• WHAT YOU HAVE TO DO: List every person named in the White House e-mail article below.

** Start of DOCUMENT SEGMENT **

2000-04-08 Thread Bard

-Caveat Lector-   http://www.ctrl.org/">
 -Cui Bono?-

Click now, repent later

By FRANCINE KIEFER, The Christian Science Monitor

(April 7, 2000 12:02 p.m. EDT http://www.nandotimes.com) - In 1993, Linda Tripp sent 
out a
blistering message, calling senior members of her White House office "the three 
stooges." It's
hard to imagine that happening in today's White House, where "no trail, no trouble" is 
the
unspoken mantra. Such caution prevails that one staffer used erasable magic markers 
during a
strategy session, rather than risk a subpoena.

White House staff chose their words carefully long before the advent of e-mail. And the
Watergate tapes proved that conversations don't have to be written to be dangerous. 
But the
point-and-click missives have added a new dimension to White House communication - one 
with
implications ranging from front-page embarrassments to, perhaps, Al Gore's political 
future.

As Congress and the Justice Department investigate the White House for a potential 
cover-up
of perhaps 250,000 missing e-mails, many of which could have escaped subpoena 
dragnets, the
probes reveal a unique, cautious culture of messaging at 1600 Pennsylvania Ave.

** End of DOCUMENT SEGMENT **
** Start of DATA SECTION **

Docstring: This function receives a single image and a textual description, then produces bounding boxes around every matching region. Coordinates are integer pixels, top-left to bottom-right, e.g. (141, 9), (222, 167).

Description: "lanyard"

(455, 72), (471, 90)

** End of DATA SECTION **

• RESULT FOR THIS TASK:
Francine Kiefer
Linda Tripp
Al Gore